▶ _Trecho do documento_
=======
GUERREIRA DOS OLHOS VERDES

8 de mai. de 2011

                            Ah, minha guerreira! Falar de você e tão fácil e ao mesmo tempo tão difícil! Pelo único motivo de me ter dado a dádiva de nascer de você já me sinto lisonjeada. Não existe na minha vida alguém que se compare a você. Uma guerreira com tantas histórias.Quando penso em você como uma pessoa independente de mim, ainda assim me vem lágrimas aos olhos.
                            A menina simples, mais velha de quatro irmãs. Com o coração mais puro que eu conheço. A menina obediente que achava que trabalhando no colégio particular de freiras onde era bolsista, sua mãe que costurava para as freiras trabalharia menos. Desde cedo um espírito iluminado. Tenho mania de achar que você não é desse mundo. Estou para conhecer pessoa com tal senso de justiça e perdão, entre outros tantos sentimentos nobres. A garota com tantas e tantas dores que acinzetaram demais esses olhos verdes. A mulher linda que não sabia o quanto o era. A mulher apaixonada pelos seus três filhos todos da mesma maneira. 
                            A mulher de quem herdei meus múltiplos talentos. Que me ensinou a cantar AVE MARIA em latim como aprendeu no colégio e que chorou anos mais tarde ao me ouvir cantá-la no casamento do meu irmão. A mulher que cantava baixinho pra mim e que tinha uma voz linda sem ao menos saber disso. Que transbordava de emoção com qualquer tipo de música e arte.
                           A mulher que cuidava sozinha dos cabelos dos pimpolhos e que foi durante muito tempo uma cabeleireira e manicure das melhores. Passei anos sem saber o que era ir a um salão de beleza. Mamãe era a mestra dos meus e de outros cabelos. E tem altas teorias como testemunha ocular do meu cabelo mutante.
=======
▶ _Dados do exercício_
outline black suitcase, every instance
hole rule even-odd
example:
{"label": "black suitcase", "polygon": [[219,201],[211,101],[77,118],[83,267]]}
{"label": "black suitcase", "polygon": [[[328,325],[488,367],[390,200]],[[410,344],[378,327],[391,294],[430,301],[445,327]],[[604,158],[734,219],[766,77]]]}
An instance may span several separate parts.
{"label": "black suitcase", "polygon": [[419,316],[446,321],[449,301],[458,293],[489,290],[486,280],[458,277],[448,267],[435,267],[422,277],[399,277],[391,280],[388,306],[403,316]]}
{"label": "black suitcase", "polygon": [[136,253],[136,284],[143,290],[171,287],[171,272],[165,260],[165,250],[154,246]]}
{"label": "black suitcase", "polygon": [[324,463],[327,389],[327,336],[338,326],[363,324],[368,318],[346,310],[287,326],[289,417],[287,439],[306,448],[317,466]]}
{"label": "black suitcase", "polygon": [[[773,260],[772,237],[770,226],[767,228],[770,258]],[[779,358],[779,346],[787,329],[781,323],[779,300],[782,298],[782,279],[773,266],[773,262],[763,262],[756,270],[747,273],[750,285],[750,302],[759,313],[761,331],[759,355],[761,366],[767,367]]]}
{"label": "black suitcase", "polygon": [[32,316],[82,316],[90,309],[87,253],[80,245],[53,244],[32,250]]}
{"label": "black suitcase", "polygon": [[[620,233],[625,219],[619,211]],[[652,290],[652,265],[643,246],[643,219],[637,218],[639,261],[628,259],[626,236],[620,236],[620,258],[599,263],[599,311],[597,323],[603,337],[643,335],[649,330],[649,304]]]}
=======
▶ _O que se pede_
Duplique, sem nenhuma alteração, o trecho do texto sobre a mãe entre "GUERREIRA DOS OLHOS" e "lágrimas aos olhos.", inclusive. As linhas não têm nenhuma relação com o texto.

▶ _Resolução_
GUERREIRA DOS OLHOS VERDES

8 de mai. de 2011

                            Ah, minha guerreira! Falar de você e tão fácil e ao mesmo tempo tão difícil! Pelo único motivo de me ter dado a dádiva de nascer de você já me sinto lisonjeada. Não existe na minha vida alguém que se compare a você. Uma guerreira com tantas histórias.Quando penso em você como uma pessoa independente de mim, ainda assim me vem lágrimas aos olhos.